::: Selected text
Physical characteristics
- Mouth: Panj
- • coordinates: 37°29′23″N 71°31′11″E﻿ / ﻿37.4898°N 71.5196°E
- Length: 296 km (184 mi)
- Basin size: 13,700 km^{2} (5,300 sq mi)

Basin features
- Progression: Panj→ Amu Darya→ Aral Sea

= Gunt =

River in Tajikistan

The Gunt (Гунт, Ғунд Ghund or Аличур Alichur, historically in English also Ghund) is a river in the south of Tajikistan, north of the Shughnon Range. It is 296 km long and has a basin area of 13700 km2. Its source, Lake Yashilkul, is situated at the edge of the Alichur Pamir, a high plateau or pamir at an elevation of 3,720 m. The city of Khorog is located at the confluence of the Gunt with the Panj (one of the source rivers of the Amu Darya, forming the border between Tajikistan and Afghanistan). See Gorno-Badakhshan Autonomous Region for surrounding area.
::::::
::: Material shown
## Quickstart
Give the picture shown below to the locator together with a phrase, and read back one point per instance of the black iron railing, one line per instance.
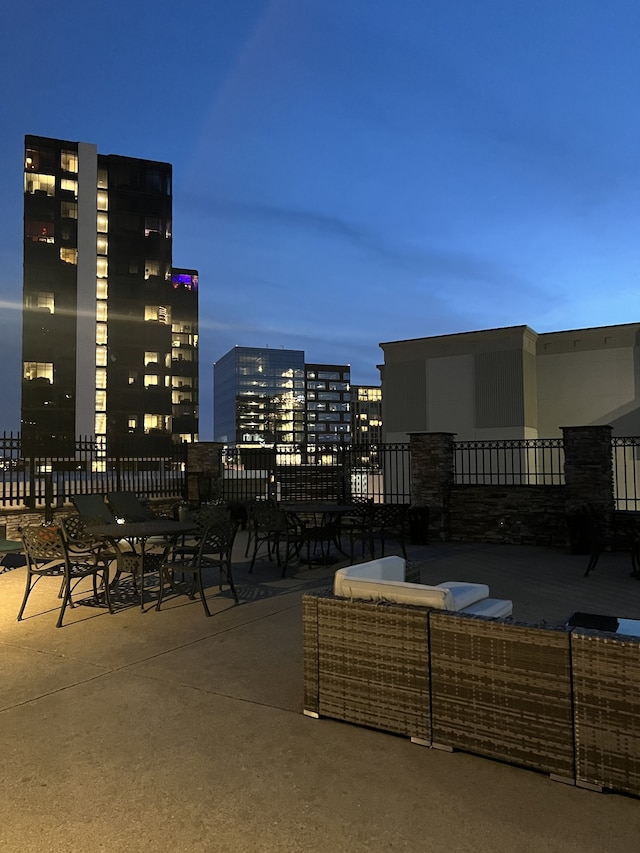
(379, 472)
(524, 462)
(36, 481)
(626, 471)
::::::
::: Material shown
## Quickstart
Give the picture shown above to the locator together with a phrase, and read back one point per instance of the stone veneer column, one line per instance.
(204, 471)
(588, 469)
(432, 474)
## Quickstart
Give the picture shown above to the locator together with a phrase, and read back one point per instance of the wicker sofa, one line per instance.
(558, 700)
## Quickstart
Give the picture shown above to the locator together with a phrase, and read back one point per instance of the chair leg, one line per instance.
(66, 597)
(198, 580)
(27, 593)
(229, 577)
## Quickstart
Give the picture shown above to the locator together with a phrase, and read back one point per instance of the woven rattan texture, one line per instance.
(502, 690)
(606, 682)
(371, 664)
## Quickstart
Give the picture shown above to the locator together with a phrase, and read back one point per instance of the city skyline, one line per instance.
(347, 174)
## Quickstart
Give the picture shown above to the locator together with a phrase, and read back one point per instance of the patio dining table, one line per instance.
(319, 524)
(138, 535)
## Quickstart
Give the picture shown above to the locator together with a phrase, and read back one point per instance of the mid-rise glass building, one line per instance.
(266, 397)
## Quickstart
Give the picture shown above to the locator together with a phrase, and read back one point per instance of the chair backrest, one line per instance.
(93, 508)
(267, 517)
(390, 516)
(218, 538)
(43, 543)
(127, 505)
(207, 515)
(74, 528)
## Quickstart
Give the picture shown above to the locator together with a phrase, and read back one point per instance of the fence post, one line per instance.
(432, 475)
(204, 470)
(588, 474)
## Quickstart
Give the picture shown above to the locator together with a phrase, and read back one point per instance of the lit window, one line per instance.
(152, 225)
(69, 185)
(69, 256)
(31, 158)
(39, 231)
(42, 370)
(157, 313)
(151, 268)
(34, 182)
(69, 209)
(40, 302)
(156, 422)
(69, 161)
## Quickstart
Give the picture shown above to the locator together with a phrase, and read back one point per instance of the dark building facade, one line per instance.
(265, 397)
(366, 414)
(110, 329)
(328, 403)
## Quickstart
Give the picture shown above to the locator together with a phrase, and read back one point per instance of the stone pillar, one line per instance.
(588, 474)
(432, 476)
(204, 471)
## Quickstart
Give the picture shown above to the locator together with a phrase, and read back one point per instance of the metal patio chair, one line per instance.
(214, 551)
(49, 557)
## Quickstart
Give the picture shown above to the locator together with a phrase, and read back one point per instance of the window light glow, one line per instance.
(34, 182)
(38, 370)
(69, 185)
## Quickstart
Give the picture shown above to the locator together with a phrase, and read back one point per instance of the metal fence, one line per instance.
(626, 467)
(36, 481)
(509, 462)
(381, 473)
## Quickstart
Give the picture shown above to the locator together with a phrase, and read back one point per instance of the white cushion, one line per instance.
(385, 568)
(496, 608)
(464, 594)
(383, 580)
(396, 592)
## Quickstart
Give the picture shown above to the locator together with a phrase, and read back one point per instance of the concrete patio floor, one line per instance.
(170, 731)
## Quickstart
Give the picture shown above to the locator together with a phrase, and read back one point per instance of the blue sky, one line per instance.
::::::
::: Material shown
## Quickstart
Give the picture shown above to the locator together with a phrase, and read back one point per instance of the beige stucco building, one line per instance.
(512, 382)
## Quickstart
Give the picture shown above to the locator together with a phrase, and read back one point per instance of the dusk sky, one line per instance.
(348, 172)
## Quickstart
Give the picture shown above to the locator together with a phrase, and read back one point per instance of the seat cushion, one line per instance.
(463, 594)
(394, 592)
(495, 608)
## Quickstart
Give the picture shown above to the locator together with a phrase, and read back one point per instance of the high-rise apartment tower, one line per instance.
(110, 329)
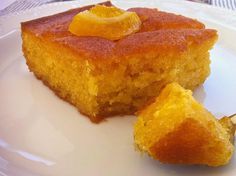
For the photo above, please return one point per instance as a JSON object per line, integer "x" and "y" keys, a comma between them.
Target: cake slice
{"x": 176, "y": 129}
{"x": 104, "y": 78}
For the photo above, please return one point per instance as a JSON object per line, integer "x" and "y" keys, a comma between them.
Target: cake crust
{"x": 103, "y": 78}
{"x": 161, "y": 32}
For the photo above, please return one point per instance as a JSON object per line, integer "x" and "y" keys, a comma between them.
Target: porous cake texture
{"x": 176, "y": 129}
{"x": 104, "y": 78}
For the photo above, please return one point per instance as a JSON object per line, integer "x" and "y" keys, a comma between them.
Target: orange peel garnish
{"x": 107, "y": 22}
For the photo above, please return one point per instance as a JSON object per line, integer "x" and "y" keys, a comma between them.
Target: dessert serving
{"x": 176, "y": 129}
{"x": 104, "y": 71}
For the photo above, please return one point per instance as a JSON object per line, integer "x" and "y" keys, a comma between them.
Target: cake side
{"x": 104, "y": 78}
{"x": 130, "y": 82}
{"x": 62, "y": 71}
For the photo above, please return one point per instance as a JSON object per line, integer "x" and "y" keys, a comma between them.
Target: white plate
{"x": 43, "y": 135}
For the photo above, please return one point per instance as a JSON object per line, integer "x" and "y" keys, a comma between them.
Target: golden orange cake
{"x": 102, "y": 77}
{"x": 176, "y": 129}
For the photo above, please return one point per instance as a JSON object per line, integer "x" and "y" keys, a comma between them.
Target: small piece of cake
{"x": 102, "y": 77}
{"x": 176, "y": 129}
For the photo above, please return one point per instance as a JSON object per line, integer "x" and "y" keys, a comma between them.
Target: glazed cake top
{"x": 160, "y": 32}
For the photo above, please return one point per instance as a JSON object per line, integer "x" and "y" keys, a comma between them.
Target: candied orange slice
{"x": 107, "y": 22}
::::::
__Your task__
Extend the text about the Gunt river from where it stops.

__Result__
The Gunt, and its tributary the Shakhdara, power the Pamir I power plant. The river flow is very seasonal, low in winter, but high in July and August due to water from melting snow. Its width varies from 10 to 50 meters and it is up to 1.5 meters deep. Due to the mountainous terrain, the rivercourse is very fast, over 2 m/s at times. Its bed is rocky, and the banks are steep and precipitous. Often the stream occupies the whole river valley, but sometimes it divides into several courses.